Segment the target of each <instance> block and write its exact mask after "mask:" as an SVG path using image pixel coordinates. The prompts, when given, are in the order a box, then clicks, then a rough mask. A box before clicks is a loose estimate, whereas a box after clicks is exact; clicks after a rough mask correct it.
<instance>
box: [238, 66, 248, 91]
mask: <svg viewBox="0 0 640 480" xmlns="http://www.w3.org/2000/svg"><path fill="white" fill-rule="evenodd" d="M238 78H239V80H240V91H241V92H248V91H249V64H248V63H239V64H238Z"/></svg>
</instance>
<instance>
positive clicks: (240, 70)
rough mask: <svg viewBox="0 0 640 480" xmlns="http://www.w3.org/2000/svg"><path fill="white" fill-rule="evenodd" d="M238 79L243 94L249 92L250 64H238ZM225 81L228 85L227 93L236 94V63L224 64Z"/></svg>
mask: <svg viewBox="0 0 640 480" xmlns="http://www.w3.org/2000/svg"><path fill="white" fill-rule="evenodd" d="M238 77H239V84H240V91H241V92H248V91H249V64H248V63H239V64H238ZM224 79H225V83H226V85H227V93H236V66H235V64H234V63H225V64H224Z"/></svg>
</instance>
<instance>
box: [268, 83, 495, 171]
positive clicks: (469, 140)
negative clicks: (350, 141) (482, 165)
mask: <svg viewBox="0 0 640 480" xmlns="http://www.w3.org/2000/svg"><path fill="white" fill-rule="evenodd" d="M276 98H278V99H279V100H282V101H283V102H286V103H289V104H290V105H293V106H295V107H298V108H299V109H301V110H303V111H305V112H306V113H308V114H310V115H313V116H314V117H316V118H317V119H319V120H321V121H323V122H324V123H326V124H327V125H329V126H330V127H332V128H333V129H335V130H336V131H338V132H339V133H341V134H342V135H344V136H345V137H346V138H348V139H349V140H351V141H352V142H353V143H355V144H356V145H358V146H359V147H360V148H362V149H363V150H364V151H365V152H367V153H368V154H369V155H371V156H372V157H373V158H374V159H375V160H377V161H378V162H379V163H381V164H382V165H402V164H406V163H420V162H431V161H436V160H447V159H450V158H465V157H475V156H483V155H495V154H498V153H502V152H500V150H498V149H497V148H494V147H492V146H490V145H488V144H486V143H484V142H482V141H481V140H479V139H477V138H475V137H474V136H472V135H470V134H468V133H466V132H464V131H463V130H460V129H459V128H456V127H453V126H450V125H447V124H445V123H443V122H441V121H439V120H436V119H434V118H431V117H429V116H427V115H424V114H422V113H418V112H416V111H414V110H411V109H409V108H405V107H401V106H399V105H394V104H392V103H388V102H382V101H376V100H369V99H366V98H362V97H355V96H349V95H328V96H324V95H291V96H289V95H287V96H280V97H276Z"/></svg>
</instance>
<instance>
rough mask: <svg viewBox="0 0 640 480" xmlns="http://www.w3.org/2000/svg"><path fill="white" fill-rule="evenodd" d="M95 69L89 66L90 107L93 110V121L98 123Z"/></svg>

**Task goal**.
Type the whole listing again, unaltered.

**Exercise result**.
Segment the target of each <instance> block and write its exact mask after "mask:" as an SVG path using image pixel coordinates. The prompts, when given, are in the order a box, then clicks, then a rough mask. A box before clicks is a loose estimate, whereas a box after clicks is exact; clicks after a rough mask correct it.
<instance>
box: [238, 66, 248, 91]
mask: <svg viewBox="0 0 640 480" xmlns="http://www.w3.org/2000/svg"><path fill="white" fill-rule="evenodd" d="M238 78H239V80H240V91H241V92H248V91H249V64H248V63H239V64H238Z"/></svg>
</instance>
<instance>
positive clicks: (240, 70)
rough mask: <svg viewBox="0 0 640 480" xmlns="http://www.w3.org/2000/svg"><path fill="white" fill-rule="evenodd" d="M238 79L243 94L249 92L250 64H238ZM225 81L228 85L227 93L236 94V63L224 64Z"/></svg>
mask: <svg viewBox="0 0 640 480" xmlns="http://www.w3.org/2000/svg"><path fill="white" fill-rule="evenodd" d="M238 77H239V84H240V91H241V92H248V91H249V64H248V63H239V64H238ZM224 79H225V83H226V85H227V93H236V66H235V64H234V63H225V64H224Z"/></svg>
</instance>
<instance>
box: [268, 83, 495, 171]
positive clicks: (469, 140)
negative clicks: (350, 141) (482, 165)
mask: <svg viewBox="0 0 640 480" xmlns="http://www.w3.org/2000/svg"><path fill="white" fill-rule="evenodd" d="M276 98H278V99H279V100H282V101H283V102H286V103H289V104H290V105H293V106H295V107H298V108H299V109H301V110H303V111H305V112H306V113H308V114H310V115H313V116H314V117H316V118H317V119H319V120H321V121H323V122H324V123H326V124H327V125H329V126H330V127H332V128H333V129H335V130H336V131H338V132H339V133H341V134H342V135H344V136H345V137H346V138H348V139H349V140H351V141H352V142H353V143H355V144H356V145H358V146H359V147H360V148H362V149H363V150H364V151H365V152H367V153H368V154H369V155H371V156H372V157H373V158H374V159H375V160H377V161H378V162H379V163H381V164H382V165H402V164H406V163H420V162H431V161H436V160H447V159H450V158H465V157H475V156H483V155H495V154H498V153H502V152H500V150H498V149H497V148H494V147H492V146H490V145H488V144H486V143H484V142H482V141H481V140H479V139H477V138H475V137H474V136H472V135H470V134H468V133H466V132H464V131H463V130H460V129H459V128H456V127H453V126H450V125H447V124H445V123H443V122H441V121H439V120H436V119H434V118H431V117H429V116H427V115H424V114H422V113H418V112H416V111H414V110H411V109H409V108H405V107H401V106H399V105H394V104H392V103H388V102H382V101H376V100H369V99H366V98H362V97H355V96H349V95H328V96H324V95H291V96H289V95H287V96H280V97H276Z"/></svg>
</instance>
<instance>
rough mask: <svg viewBox="0 0 640 480" xmlns="http://www.w3.org/2000/svg"><path fill="white" fill-rule="evenodd" d="M95 69L89 66L90 107L93 110V121L98 123Z"/></svg>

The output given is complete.